> [EXTRACT]:

My point was that top40 (“most broadcast” + “most purchased”), and Spotify’s “most played” (i.e. “most listened to”) are distinct concepts. For the past, we only have access to the former, not the latter, because nobody can know exactly what songs people were listening to the most (e.g. which records/wax cylinders were purchased and then played more times in total; or, even further back, which pieces of chamber music were performed more times; or, even further back, which folk songs or hymns were sung more, rather than transcribed more.)
To focus on only the recent past: we only know about radio plays (determined by cronyist industry dealings) and about record/8track/cassette/CD/iTunes sales (where a record sale could represent a purchase due to virality—i.e. a purchase for status-signalling/watercooler-conversation/joining-a-subculture reasons, but where nobody actually listens to their purchase more than a few times; or it could represent a song everyone loves and puts on repeat all day every day. And a purchase could represent a fad that fizzles out; or a classic in the making.)
We can talk about what the top40 billboard charts were doing back then, but what people were “most listening to” is very likely a wholly different list with little intersection to the billboard chart. Just like this Spotify most-played list is actually an almost-entirely-distinct list from the current radio top40!
https://en.m.wikipedia.org/wiki/List_of_Billboard_number-one...
I’d say the quality of “most listened to” music peaked in the 80’s, with each decade that followed being the worst ever.
Most of my favorite artists are from the 90’s-2010’s, with a few exceptions scattered in the 40’s, 70’s and 80’s.
It could be that music got more diverse in the 90’s, and the billboard chart stopped being broadly relevant.

> [WORK ORDER]: In the comment on music charts, restate the passage between "We can talk" and "being broadly relevant.", inclusive, swapping "decade" for "year".

> [INFORMATION SUPPLIED]:
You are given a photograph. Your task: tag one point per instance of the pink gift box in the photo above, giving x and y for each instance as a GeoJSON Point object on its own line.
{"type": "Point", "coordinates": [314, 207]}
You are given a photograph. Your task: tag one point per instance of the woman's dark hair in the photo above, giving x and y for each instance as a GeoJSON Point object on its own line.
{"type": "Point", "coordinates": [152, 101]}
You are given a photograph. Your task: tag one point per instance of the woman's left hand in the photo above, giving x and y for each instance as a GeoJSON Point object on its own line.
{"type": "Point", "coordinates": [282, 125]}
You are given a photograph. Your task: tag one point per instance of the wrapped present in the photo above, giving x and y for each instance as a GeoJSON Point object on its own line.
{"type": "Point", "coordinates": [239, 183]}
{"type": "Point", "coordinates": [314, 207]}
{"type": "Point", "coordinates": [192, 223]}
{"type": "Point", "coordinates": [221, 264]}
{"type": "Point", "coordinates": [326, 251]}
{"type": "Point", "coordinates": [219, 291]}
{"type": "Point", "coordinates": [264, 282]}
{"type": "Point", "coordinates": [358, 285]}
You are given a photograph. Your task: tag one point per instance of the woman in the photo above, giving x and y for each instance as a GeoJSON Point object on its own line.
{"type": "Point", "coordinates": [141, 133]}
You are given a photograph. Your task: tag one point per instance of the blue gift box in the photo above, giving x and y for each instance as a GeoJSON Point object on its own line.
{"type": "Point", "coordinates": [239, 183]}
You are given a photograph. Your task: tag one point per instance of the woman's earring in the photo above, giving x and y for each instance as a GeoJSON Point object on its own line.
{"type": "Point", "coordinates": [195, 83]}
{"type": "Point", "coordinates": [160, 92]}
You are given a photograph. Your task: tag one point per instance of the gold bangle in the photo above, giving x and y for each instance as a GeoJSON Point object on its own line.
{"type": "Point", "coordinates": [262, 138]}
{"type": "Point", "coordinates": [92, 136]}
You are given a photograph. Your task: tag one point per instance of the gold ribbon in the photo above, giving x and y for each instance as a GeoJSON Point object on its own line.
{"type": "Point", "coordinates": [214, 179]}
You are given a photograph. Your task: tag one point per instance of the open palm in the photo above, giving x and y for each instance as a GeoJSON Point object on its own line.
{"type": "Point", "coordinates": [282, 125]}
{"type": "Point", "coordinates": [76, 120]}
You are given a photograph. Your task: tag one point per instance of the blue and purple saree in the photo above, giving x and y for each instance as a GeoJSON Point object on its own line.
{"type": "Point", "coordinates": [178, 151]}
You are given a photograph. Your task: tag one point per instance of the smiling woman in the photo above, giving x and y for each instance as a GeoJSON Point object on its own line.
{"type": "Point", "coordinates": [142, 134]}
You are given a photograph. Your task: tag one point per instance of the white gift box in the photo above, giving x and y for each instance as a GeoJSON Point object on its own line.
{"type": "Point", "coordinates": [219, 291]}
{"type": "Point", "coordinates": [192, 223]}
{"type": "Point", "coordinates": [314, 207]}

> [YOUR SOLUTION]:
We can talk about what the top40 billboard charts were doing back then, but what people were “most listening to” is very likely a wholly different list with little intersection to the billboard chart. Just like this Spotify most-played list is actually an almost-entirely-distinct list from the current radio top40!
https://en.m.wikipedia.org/wiki/List_of_Billboard_number-one...
I’d say the quality of “most listened to” music peaked in the 80’s, with each year that followed being the worst ever.
Most of my favorite artists are from the 90’s-2010’s, with a few exceptions scattered in the 40’s, 70’s and 80’s.
It could be that music got more diverse in the 90’s, and the billboard chart stopped being broadly relevant.